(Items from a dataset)
=======
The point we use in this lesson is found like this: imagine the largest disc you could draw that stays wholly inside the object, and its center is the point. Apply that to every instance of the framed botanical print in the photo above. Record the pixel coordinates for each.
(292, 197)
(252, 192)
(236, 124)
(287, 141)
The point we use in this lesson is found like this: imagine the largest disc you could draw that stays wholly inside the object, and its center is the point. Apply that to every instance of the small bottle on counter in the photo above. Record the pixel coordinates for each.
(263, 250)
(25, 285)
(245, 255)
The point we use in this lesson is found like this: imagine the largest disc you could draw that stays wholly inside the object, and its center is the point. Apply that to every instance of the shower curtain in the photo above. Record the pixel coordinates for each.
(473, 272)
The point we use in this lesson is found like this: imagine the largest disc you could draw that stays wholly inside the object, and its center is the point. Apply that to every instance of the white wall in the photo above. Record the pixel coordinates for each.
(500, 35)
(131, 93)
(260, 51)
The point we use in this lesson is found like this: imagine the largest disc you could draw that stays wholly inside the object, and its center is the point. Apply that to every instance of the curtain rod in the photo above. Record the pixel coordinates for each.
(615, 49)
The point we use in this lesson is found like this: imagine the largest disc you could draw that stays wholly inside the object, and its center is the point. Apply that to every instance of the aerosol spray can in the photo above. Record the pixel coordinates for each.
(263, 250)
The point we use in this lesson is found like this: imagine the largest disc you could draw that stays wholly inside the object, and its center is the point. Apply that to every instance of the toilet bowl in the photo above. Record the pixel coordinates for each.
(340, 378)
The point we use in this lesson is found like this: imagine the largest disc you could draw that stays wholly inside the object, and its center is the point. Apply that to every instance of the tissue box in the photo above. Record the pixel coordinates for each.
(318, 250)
=======
— Description of the task —
Rewrite all of the items above, replacing "disc" with "circle" and leaving everything else unchanged.

— Expected answer —
The point we use in this lesson is found like this: imagine the largest circle you could draw that stays wholly inside the object, and its center is the point. Apply that to every instance of the framed botanical print in the photo above. Record the pixel coordinates for each.
(292, 197)
(252, 192)
(236, 124)
(287, 141)
The point we use in this lesson is found like this: imagine the largest circle you could draw that stays wholly inside the object, and its center is the point. Apply that to every instance of the small bottle on counter in the photo above. Record the pixel coordinates for each.
(263, 250)
(25, 285)
(245, 255)
The point we use in this lesson is found like this: imagine the largest circle you could draw that stays wholly inside the object, and its center is the point. Apply that to every instance of the shower curtain in the photo above. Record the pixel coordinates for each.
(473, 272)
The point we use in this lesson is found like this: imagine the largest circle you could draw that stays wholly inside the object, and its center is the point. Apply that to every instance of the white wall in the photo above. Record the pixel coordinates for each.
(500, 35)
(131, 93)
(260, 51)
The point we use in this lesson is found like this: imagine the largest circle you could draw that stays wholly inside the object, and its center is the point. Apply that to every instance of the curtain rod in the photo above. Record the pixel coordinates for each.
(615, 49)
The point we use in this lesson is found like this: imagine the largest circle you could draw that stays wholly inside the object, and its center is the point. Apply that to every instance of the aerosol spray can in the photo above. Record the pixel coordinates for each.
(263, 250)
The point we use in this lesson is found like this: imagine the largest circle you could draw that stays wholly inside the object, and its center is the point. Apply that to every instance of the toilet bowl in the photo above. Record the pixel coordinates for each.
(340, 378)
The point we use in this lesson is found like this: imagine the largest circle you could draw that stays wholly inside the object, and its center is the point. Apply that to every instance of the tissue box in the photo above. Record the pixel coordinates for each.
(318, 250)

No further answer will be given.